BEGIN TASK DATA

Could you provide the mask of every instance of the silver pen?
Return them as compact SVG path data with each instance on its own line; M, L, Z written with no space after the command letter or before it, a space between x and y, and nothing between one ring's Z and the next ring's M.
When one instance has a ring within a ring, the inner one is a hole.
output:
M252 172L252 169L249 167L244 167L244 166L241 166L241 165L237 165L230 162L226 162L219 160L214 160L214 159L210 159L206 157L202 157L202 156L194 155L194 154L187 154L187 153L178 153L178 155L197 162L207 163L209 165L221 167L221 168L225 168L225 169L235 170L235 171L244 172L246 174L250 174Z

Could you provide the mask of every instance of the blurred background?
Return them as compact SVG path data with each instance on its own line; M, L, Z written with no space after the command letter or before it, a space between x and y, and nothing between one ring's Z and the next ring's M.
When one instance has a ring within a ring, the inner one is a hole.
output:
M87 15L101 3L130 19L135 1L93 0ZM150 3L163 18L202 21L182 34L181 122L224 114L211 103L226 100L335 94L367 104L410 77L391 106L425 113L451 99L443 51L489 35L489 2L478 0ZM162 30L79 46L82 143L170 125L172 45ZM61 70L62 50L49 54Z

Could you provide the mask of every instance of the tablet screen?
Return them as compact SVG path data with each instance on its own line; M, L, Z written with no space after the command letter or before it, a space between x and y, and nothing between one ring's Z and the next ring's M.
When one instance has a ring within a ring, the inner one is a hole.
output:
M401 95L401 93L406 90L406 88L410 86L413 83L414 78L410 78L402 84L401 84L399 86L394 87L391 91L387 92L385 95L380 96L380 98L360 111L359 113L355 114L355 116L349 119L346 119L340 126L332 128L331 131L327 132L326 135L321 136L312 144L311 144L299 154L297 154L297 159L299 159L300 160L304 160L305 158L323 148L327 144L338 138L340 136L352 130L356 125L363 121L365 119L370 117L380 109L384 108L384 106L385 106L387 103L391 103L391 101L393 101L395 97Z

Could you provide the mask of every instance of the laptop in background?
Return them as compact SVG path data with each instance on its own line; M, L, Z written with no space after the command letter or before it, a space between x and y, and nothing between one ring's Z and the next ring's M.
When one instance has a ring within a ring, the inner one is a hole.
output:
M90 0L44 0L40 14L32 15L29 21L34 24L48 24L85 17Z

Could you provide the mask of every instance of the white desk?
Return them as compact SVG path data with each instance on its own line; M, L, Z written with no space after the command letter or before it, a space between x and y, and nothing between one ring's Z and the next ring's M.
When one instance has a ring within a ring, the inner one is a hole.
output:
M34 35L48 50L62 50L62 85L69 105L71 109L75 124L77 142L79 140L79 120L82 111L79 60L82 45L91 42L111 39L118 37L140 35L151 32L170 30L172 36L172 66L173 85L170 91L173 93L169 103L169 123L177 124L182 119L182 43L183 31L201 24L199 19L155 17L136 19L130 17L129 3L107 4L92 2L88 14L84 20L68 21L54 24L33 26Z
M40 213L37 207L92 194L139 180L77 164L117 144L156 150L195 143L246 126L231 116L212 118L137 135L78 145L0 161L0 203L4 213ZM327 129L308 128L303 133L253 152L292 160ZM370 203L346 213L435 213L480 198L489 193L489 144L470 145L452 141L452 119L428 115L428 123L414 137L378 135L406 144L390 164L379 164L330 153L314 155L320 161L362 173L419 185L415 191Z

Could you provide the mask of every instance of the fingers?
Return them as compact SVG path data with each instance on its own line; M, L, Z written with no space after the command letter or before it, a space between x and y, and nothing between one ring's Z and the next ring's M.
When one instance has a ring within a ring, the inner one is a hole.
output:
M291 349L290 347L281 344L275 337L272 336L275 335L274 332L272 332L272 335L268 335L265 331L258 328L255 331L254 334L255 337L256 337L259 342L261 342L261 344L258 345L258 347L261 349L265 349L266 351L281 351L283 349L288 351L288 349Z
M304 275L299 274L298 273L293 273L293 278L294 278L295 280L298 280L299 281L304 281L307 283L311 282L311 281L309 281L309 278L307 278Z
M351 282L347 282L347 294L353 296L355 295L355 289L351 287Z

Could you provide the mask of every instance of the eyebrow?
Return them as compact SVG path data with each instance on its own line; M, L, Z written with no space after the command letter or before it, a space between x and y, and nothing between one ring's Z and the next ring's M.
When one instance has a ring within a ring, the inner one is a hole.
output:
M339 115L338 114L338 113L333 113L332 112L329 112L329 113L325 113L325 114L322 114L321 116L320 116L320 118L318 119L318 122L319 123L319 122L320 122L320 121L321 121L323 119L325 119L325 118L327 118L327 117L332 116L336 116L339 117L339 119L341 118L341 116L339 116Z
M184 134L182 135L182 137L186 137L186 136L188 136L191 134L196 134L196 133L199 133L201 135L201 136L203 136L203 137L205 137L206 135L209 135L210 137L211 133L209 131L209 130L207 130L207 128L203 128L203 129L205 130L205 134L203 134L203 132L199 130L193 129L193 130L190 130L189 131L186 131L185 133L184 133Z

END TASK DATA

* [TASK GOAL] Convert all the items above into a two-column CSV with columns named instruction and mask_paths, one row per item. Give each item's request text and its answer as separate quoted fields, with line breaks replaced by spaces.

* [ANSWER]
instruction,mask_paths
"Could you provide the mask of every instance of the silver pen? Return them as compact SVG path data with each instance on its own line; M, L, Z written with no space after the command letter or before it, a space between x and y, and nothing between one ring's Z and the next ring's M. When one instance has a ring within a ring, the inner one is a hole. output:","M252 172L252 169L249 167L244 167L244 166L241 166L241 165L237 165L230 162L226 162L219 160L214 160L214 159L210 159L206 157L202 157L202 156L194 155L194 154L187 154L187 153L178 153L178 155L197 162L207 163L209 165L221 167L221 168L225 168L225 169L235 170L235 171L244 172L246 174L250 174Z"
"Could you provide the mask of every instance of the blurred background? Return them as compact SVG path data with each instance on its own line; M, L, Z written with no space after the command letter or before it, a space between x and y, and nothing between one ring's Z and the next ring's M. When one instance has a ring within a ring, the inner one is a hole. output:","M87 15L101 3L130 19L135 1L93 0ZM150 3L163 18L202 21L182 34L181 122L224 114L211 103L226 100L335 94L367 104L410 77L391 106L425 113L451 99L443 51L489 35L489 2L478 0ZM162 30L79 46L82 143L170 125L172 45ZM61 70L62 50L49 54Z"
"Could you provide the mask of every instance of the tablet screen? Return them as compact SVG path data with each instance on its own line; M, L, Z written with no space after the command letter or before it, a space between x and y, and nothing between one ring's Z and the next ring's M. When one instance has a ring within a ring, the inner one is a hole. output:","M401 95L401 93L406 90L406 88L410 86L413 83L414 78L410 78L402 84L401 84L399 86L394 87L391 91L387 92L385 95L380 96L380 98L360 111L359 113L355 114L355 116L349 119L346 119L340 126L332 128L331 131L327 132L326 135L321 136L312 144L311 144L299 154L297 154L297 159L299 159L300 160L304 160L305 158L323 148L327 144L338 138L340 136L352 130L356 125L363 121L365 119L370 117L380 109L384 108L384 106L385 106L387 103L391 103L391 101L393 101L395 97Z"
"Could you provide the mask of every instance of the laptop in background? Return them as compact SVG path data with each instance on its own line; M, L, Z written with no space after the command letter or before it, a space between x and y, and nothing between one ring's Z and the next ring's M. When one instance has a ring within a ring, the inner one is a hole. output:","M90 0L44 0L40 14L32 15L29 21L34 24L48 24L85 17Z"
"Could you provide the mask of every instance of the white desk? Return them as compact SVG path data with each instance on its own line; M, L, Z written with no space after the command letter or before it, a space between x and y, and nothing between one ring's Z and the next ring's M. When one instance has a ring within a ring, the inner one is a hole. output:","M34 35L48 50L62 50L62 85L69 105L71 109L75 124L77 142L79 140L79 120L82 111L79 60L82 45L91 42L111 39L118 37L140 35L151 32L170 30L172 36L172 66L173 85L170 91L173 93L169 103L169 123L177 124L182 119L182 43L183 31L201 24L199 19L155 17L136 19L130 17L129 3L107 4L92 2L88 14L84 20L68 21L54 24L33 26Z M40 213L37 207L92 194L139 180L77 164L117 144L156 150L195 143L246 126L231 116L212 118L137 135L78 145L0 161L0 203L4 213ZM327 129L308 128L303 133L253 152L292 160ZM370 203L346 213L435 213L480 198L489 193L489 144L470 145L452 141L452 119L428 115L428 123L414 137L378 135L406 144L390 164L379 164L330 153L314 155L320 161L362 173L419 185L415 191Z"
"Could you provide the mask of every instance of the fingers? Return them as compact SVG path data with each instance on its own line; M, L, Z written with no space after the command letter or before it, a space between x and y, and nothing between one ring's Z and the next ring's M. When one instance has a ring within a ring, the inner one is a hole. output:","M291 349L290 347L281 344L275 337L272 336L275 335L274 332L272 332L272 335L268 335L265 331L258 328L255 331L254 334L255 337L256 337L259 342L261 342L261 344L258 345L258 347L261 349L265 349L266 351L281 351L283 349L288 351L288 349Z M304 275L299 274L298 273L293 273L293 278L294 278L295 280L298 280L299 281L304 281L307 283L311 282L311 281L309 281L309 278L307 278Z M351 282L347 282L347 294L353 296L355 295L355 289L351 287Z"
"Could you provide the mask of every instance of the eyebrow? Return them as compact SVG path data with each instance on its own line; M, L, Z written with no space after the command letter or before it, a space between x and y, and nothing between one ring's Z and the next ring's M. When one instance has a ring within a ring, the inner one is a hole. output:","M339 115L338 114L338 113L333 113L332 112L329 112L329 113L325 113L325 114L322 114L321 116L320 116L320 118L318 119L318 122L319 123L319 122L320 122L320 121L321 121L323 119L325 119L325 118L327 118L327 117L332 116L336 116L339 117L339 119L341 118L341 116L339 116Z M184 134L182 135L182 137L186 137L186 136L188 136L191 134L196 134L196 133L199 133L201 135L201 136L203 136L203 137L205 137L206 135L209 135L210 137L211 133L209 131L209 130L207 130L207 128L203 128L203 129L205 130L205 134L203 134L203 132L199 130L193 129L193 130L190 130L189 131L186 131L185 133L184 133Z"